Problem description: Reproduce, word for word, everything in the rows below from the line containing "of the potted" down to the end of the rows, with both ends included. Leave the pictures out of your answer.

Data entries:
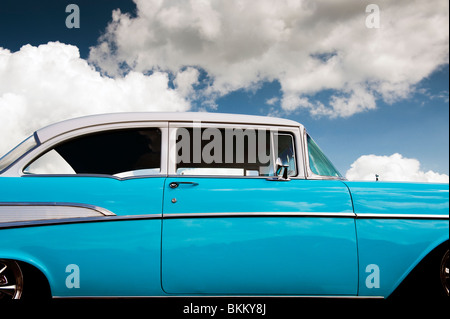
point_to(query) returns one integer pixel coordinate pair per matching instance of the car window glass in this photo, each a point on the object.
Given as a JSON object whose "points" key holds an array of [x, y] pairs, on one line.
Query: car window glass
{"points": [[318, 162], [122, 153], [286, 152], [231, 152]]}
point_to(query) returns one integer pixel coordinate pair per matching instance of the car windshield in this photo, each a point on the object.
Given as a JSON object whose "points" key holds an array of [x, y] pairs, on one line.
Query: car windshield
{"points": [[318, 162], [17, 152]]}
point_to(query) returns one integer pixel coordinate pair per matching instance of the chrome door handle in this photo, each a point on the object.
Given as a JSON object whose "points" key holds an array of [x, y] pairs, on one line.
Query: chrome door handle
{"points": [[176, 184]]}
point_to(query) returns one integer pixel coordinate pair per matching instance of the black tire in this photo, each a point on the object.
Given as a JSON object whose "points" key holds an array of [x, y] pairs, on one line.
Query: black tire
{"points": [[444, 272], [11, 280], [427, 281]]}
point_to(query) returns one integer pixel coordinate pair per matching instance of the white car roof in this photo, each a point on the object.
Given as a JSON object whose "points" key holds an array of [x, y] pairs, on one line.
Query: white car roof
{"points": [[59, 128]]}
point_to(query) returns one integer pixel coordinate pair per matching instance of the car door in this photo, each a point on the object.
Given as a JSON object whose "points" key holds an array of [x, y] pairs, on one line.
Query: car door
{"points": [[232, 227], [120, 171]]}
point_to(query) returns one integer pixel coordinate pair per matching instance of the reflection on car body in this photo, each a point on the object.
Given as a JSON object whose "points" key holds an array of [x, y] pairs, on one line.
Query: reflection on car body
{"points": [[206, 204]]}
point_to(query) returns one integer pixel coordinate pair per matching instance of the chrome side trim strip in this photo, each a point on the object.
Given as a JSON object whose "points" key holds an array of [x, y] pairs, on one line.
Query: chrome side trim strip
{"points": [[260, 214], [112, 218], [4, 206], [401, 216], [77, 220], [222, 296]]}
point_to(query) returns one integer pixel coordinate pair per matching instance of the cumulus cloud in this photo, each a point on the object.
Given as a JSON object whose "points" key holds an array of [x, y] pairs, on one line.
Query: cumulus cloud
{"points": [[306, 45], [49, 83], [392, 168]]}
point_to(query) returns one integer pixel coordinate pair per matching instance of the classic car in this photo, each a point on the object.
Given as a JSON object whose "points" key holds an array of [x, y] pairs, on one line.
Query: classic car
{"points": [[204, 204]]}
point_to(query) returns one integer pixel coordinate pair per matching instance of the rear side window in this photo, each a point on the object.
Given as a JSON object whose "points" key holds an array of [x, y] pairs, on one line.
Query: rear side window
{"points": [[233, 152], [120, 153]]}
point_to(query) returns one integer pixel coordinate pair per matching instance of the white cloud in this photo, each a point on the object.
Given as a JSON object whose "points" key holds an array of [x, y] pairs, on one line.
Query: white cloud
{"points": [[392, 168], [307, 45], [45, 84]]}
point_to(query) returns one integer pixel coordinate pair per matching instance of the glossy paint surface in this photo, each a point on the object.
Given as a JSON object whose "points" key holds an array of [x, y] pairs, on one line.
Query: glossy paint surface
{"points": [[396, 245], [229, 236], [257, 254]]}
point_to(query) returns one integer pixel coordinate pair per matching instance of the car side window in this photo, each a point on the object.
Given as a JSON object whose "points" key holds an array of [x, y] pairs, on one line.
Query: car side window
{"points": [[121, 153], [232, 152], [318, 162]]}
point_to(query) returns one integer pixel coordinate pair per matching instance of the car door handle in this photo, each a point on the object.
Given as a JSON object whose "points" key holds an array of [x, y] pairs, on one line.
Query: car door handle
{"points": [[176, 184]]}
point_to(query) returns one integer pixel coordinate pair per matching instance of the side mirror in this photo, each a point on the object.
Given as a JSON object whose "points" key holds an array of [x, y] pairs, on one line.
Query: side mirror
{"points": [[281, 168]]}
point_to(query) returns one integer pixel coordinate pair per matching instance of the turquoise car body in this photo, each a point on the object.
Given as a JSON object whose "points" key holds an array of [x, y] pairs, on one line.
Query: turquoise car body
{"points": [[226, 236]]}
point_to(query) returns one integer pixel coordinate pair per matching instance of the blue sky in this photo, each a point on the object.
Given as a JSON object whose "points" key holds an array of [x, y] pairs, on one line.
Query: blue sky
{"points": [[212, 59]]}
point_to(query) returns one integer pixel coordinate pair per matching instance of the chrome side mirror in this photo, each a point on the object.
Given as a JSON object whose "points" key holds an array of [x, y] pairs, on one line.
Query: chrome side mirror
{"points": [[281, 168]]}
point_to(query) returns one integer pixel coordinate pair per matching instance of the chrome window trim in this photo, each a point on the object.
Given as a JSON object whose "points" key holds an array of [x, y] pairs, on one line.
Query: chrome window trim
{"points": [[294, 130]]}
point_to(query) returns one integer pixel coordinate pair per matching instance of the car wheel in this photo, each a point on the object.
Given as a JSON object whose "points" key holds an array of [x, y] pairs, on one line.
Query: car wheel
{"points": [[11, 280], [445, 273]]}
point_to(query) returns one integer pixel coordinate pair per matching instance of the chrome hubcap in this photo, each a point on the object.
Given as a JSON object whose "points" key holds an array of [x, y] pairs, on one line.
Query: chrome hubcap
{"points": [[445, 273], [11, 280]]}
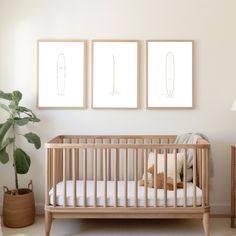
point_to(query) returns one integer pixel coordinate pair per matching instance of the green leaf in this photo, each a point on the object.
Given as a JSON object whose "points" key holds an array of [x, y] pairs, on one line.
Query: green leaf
{"points": [[6, 96], [22, 121], [6, 142], [22, 161], [4, 128], [4, 157], [16, 96], [33, 138], [5, 107]]}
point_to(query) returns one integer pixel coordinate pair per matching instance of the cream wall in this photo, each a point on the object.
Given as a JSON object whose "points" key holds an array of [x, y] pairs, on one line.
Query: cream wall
{"points": [[211, 23]]}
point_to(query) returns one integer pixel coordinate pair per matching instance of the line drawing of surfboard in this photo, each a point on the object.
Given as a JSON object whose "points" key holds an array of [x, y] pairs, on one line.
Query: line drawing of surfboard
{"points": [[170, 74], [114, 81], [61, 74]]}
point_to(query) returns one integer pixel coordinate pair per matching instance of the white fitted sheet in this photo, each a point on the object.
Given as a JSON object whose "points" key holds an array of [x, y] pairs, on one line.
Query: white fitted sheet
{"points": [[121, 197]]}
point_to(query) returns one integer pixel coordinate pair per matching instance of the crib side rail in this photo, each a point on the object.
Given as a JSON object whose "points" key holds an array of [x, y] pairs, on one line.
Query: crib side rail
{"points": [[123, 162]]}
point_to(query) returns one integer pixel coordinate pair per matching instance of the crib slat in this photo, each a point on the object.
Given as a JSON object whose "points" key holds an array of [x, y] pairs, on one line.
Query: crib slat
{"points": [[155, 179], [175, 178], [203, 178], [194, 178], [145, 178], [74, 176], [54, 176], [165, 177], [125, 177], [109, 161], [105, 177], [70, 161], [185, 177], [207, 177], [85, 176], [101, 163], [95, 175], [77, 163], [116, 177], [199, 162], [64, 177], [136, 177]]}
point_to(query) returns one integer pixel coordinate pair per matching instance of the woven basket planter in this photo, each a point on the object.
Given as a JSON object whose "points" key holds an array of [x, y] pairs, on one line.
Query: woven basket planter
{"points": [[18, 209]]}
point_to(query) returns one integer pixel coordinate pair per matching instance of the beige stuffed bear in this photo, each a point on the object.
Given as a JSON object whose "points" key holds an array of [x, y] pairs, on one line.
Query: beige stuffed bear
{"points": [[160, 181]]}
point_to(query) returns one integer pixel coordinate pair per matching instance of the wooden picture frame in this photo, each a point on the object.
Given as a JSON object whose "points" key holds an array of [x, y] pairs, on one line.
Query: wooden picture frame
{"points": [[169, 74], [62, 73], [115, 74]]}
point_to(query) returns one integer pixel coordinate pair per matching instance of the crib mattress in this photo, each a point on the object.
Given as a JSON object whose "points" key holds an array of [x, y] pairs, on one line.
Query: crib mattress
{"points": [[121, 196]]}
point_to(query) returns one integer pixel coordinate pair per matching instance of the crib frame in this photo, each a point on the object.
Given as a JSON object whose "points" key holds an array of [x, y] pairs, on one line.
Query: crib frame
{"points": [[67, 155]]}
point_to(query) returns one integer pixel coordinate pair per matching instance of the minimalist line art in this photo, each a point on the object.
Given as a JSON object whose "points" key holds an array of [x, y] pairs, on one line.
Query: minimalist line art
{"points": [[170, 74], [61, 74], [114, 90]]}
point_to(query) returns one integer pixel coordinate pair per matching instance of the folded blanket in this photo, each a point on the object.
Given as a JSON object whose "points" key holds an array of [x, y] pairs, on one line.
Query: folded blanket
{"points": [[189, 138]]}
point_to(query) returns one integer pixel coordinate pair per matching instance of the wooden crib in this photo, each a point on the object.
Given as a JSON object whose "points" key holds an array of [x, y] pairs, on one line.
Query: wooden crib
{"points": [[98, 177]]}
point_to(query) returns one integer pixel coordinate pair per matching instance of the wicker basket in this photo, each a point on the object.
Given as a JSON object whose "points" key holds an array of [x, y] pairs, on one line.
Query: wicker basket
{"points": [[19, 209]]}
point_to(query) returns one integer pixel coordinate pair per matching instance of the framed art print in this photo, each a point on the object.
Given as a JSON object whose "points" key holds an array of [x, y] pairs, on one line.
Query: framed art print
{"points": [[115, 74], [169, 74], [61, 73]]}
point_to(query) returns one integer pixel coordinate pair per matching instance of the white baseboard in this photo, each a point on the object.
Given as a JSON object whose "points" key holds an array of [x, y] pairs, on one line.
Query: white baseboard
{"points": [[218, 209]]}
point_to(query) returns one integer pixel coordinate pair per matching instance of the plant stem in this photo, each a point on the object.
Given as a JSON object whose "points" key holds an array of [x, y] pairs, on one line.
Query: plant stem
{"points": [[14, 163]]}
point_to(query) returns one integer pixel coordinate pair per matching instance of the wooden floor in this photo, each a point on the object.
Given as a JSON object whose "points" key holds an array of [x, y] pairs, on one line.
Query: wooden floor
{"points": [[219, 227]]}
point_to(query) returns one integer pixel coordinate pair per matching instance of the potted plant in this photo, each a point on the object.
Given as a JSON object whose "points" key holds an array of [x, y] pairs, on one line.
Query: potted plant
{"points": [[18, 203]]}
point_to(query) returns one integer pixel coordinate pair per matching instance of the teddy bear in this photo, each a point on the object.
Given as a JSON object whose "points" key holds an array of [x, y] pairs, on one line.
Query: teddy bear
{"points": [[160, 181]]}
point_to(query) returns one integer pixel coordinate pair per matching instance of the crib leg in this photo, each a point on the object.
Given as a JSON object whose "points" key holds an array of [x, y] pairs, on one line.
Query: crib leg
{"points": [[48, 222], [205, 222]]}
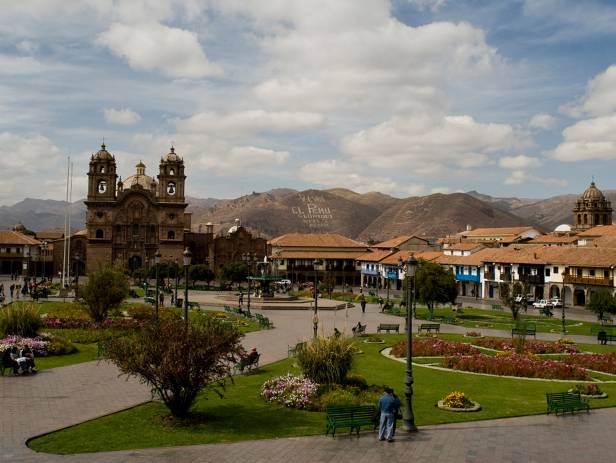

Response to this task:
point_to(query) returns one integer pixel coordinate pair per matching instance of the potted plant in this photo, each a point on the object.
Given as a JSON object whose "points" key holds an array of [x, y] pairs, on one line.
Query: potted plant
{"points": [[18, 203]]}
point_to(query) returns one integer pixel coordinate pair per matching instance of the teddy bear in this photo, each a point on the object.
Given as a JSON object whose "points" key holds an array of [x, y] pairs, on one line.
Query: teddy bear
{"points": [[160, 181]]}
point_to(query) returns one integer pixel coordinate pair per matching instance of the crib leg in this photo, each a point on the object.
Given as a JSON object whose "points" key holds an array of [x, y] pairs, on one line.
Query: crib leg
{"points": [[48, 222], [205, 222]]}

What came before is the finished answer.